(Set task): Retype the listing below verbatim, from its first line through the line containing "xmin=68 ymin=126 xmax=200 ymax=250", including that line. Omit the pictures from your answer.

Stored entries
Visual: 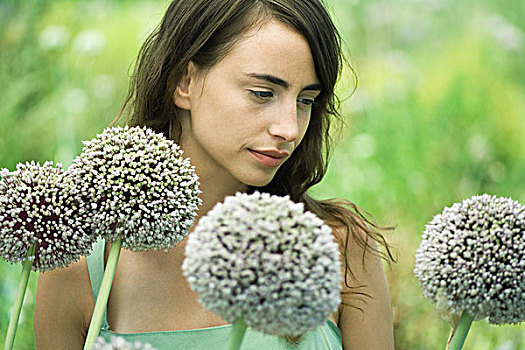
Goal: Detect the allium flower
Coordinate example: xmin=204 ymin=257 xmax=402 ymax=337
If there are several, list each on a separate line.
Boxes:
xmin=0 ymin=162 xmax=94 ymax=271
xmin=414 ymin=194 xmax=525 ymax=324
xmin=182 ymin=192 xmax=341 ymax=335
xmin=91 ymin=336 xmax=155 ymax=350
xmin=68 ymin=126 xmax=200 ymax=250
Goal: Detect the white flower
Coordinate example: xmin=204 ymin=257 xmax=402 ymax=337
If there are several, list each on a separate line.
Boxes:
xmin=67 ymin=126 xmax=200 ymax=250
xmin=414 ymin=194 xmax=525 ymax=324
xmin=182 ymin=192 xmax=341 ymax=335
xmin=0 ymin=162 xmax=96 ymax=271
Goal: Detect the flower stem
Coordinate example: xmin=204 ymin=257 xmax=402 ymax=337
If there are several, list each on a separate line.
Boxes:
xmin=84 ymin=238 xmax=122 ymax=350
xmin=4 ymin=244 xmax=35 ymax=350
xmin=228 ymin=316 xmax=246 ymax=350
xmin=447 ymin=311 xmax=474 ymax=350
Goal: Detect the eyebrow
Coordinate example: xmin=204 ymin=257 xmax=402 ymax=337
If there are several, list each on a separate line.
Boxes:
xmin=247 ymin=73 xmax=321 ymax=91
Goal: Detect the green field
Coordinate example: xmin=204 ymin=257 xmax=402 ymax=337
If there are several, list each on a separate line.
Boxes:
xmin=0 ymin=0 xmax=525 ymax=350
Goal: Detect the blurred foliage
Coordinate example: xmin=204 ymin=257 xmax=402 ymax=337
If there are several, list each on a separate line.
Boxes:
xmin=0 ymin=0 xmax=525 ymax=350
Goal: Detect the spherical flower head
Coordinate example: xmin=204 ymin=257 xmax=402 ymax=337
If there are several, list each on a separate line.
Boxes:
xmin=182 ymin=192 xmax=341 ymax=336
xmin=68 ymin=126 xmax=200 ymax=251
xmin=0 ymin=162 xmax=95 ymax=271
xmin=414 ymin=194 xmax=525 ymax=324
xmin=91 ymin=336 xmax=155 ymax=350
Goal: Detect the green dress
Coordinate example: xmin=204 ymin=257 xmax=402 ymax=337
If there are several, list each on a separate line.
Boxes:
xmin=87 ymin=240 xmax=342 ymax=350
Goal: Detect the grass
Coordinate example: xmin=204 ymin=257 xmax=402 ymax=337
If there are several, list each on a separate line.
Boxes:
xmin=0 ymin=0 xmax=525 ymax=350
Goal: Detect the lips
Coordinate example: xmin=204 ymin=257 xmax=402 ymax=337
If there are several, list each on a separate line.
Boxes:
xmin=249 ymin=149 xmax=290 ymax=168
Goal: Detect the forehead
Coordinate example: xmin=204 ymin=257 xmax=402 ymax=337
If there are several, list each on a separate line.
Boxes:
xmin=210 ymin=20 xmax=319 ymax=84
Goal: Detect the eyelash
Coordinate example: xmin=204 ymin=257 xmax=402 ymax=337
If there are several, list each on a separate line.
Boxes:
xmin=250 ymin=90 xmax=315 ymax=106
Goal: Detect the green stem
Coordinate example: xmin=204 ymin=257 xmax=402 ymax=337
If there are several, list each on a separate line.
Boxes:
xmin=84 ymin=238 xmax=122 ymax=350
xmin=4 ymin=244 xmax=35 ymax=350
xmin=447 ymin=311 xmax=474 ymax=350
xmin=228 ymin=316 xmax=247 ymax=350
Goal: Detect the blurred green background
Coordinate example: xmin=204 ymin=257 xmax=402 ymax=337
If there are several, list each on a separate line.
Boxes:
xmin=0 ymin=0 xmax=525 ymax=350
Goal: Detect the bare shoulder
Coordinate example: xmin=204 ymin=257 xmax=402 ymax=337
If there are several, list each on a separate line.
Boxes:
xmin=34 ymin=257 xmax=94 ymax=350
xmin=332 ymin=221 xmax=394 ymax=350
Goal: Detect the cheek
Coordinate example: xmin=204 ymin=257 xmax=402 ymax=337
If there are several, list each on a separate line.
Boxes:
xmin=295 ymin=116 xmax=310 ymax=148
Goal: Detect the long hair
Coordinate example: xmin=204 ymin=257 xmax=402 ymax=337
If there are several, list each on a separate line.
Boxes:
xmin=115 ymin=0 xmax=394 ymax=340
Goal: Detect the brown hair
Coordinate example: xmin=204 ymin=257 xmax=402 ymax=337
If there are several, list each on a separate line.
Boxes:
xmin=115 ymin=0 xmax=394 ymax=340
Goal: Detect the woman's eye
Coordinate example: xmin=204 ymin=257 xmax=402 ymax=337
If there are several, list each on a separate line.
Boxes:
xmin=250 ymin=90 xmax=273 ymax=99
xmin=297 ymin=98 xmax=315 ymax=106
xmin=297 ymin=98 xmax=315 ymax=111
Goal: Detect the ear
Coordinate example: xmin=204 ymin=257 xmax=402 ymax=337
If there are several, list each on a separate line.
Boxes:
xmin=173 ymin=61 xmax=197 ymax=110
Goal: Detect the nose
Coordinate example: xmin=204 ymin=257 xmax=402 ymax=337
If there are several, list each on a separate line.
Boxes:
xmin=268 ymin=101 xmax=299 ymax=142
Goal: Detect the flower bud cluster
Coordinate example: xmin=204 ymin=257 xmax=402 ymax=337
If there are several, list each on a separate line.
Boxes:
xmin=0 ymin=162 xmax=95 ymax=271
xmin=183 ymin=192 xmax=341 ymax=335
xmin=68 ymin=126 xmax=200 ymax=251
xmin=91 ymin=336 xmax=155 ymax=350
xmin=414 ymin=194 xmax=525 ymax=324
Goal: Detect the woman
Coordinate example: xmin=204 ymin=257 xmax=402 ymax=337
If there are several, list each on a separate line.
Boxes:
xmin=35 ymin=0 xmax=393 ymax=349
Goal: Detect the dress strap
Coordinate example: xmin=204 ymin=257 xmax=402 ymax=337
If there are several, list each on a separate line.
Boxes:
xmin=86 ymin=238 xmax=109 ymax=329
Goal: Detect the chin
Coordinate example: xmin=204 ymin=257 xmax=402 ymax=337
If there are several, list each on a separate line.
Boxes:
xmin=241 ymin=174 xmax=275 ymax=187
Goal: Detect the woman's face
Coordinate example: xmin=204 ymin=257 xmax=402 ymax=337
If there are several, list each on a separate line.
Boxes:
xmin=174 ymin=21 xmax=320 ymax=186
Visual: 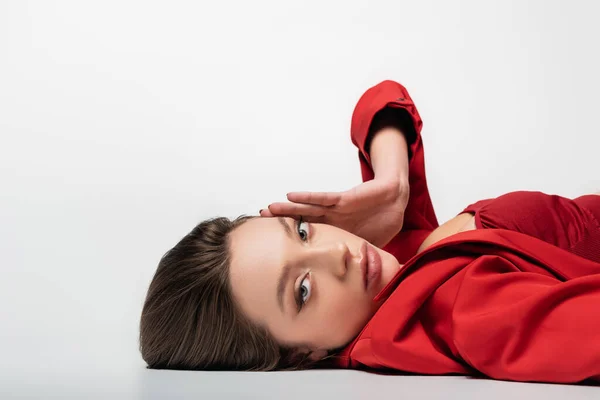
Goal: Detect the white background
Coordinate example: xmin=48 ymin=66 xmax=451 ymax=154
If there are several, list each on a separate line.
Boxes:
xmin=0 ymin=0 xmax=600 ymax=396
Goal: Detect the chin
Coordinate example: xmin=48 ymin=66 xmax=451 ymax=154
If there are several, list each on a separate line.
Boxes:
xmin=378 ymin=249 xmax=401 ymax=289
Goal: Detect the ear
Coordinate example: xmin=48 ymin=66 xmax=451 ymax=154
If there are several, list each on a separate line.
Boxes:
xmin=291 ymin=348 xmax=328 ymax=361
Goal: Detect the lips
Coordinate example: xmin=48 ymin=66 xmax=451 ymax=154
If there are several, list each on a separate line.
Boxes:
xmin=360 ymin=242 xmax=382 ymax=290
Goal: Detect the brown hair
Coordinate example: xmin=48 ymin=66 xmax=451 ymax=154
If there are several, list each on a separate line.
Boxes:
xmin=140 ymin=215 xmax=326 ymax=371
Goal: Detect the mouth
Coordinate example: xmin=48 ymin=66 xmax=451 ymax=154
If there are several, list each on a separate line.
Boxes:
xmin=360 ymin=242 xmax=382 ymax=291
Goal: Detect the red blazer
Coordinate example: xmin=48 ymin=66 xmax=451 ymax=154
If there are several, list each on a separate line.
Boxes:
xmin=333 ymin=81 xmax=600 ymax=382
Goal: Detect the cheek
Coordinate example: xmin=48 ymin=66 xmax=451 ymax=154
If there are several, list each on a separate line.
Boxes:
xmin=320 ymin=288 xmax=373 ymax=347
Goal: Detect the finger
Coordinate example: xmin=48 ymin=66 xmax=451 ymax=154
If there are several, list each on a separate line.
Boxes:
xmin=269 ymin=203 xmax=325 ymax=217
xmin=259 ymin=209 xmax=274 ymax=217
xmin=287 ymin=192 xmax=341 ymax=207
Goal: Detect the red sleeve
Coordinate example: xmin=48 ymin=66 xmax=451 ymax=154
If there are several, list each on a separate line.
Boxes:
xmin=463 ymin=191 xmax=600 ymax=262
xmin=452 ymin=256 xmax=600 ymax=383
xmin=351 ymin=80 xmax=439 ymax=262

(The completed task):
Visual: 
Goal: Detect the allium flower
Coordinate example: xmin=204 ymin=257 xmax=402 ymax=337
If there are several, list each on a separate line.
Boxes:
xmin=0 ymin=162 xmax=94 ymax=271
xmin=414 ymin=194 xmax=525 ymax=324
xmin=182 ymin=192 xmax=341 ymax=335
xmin=91 ymin=336 xmax=155 ymax=350
xmin=68 ymin=126 xmax=200 ymax=250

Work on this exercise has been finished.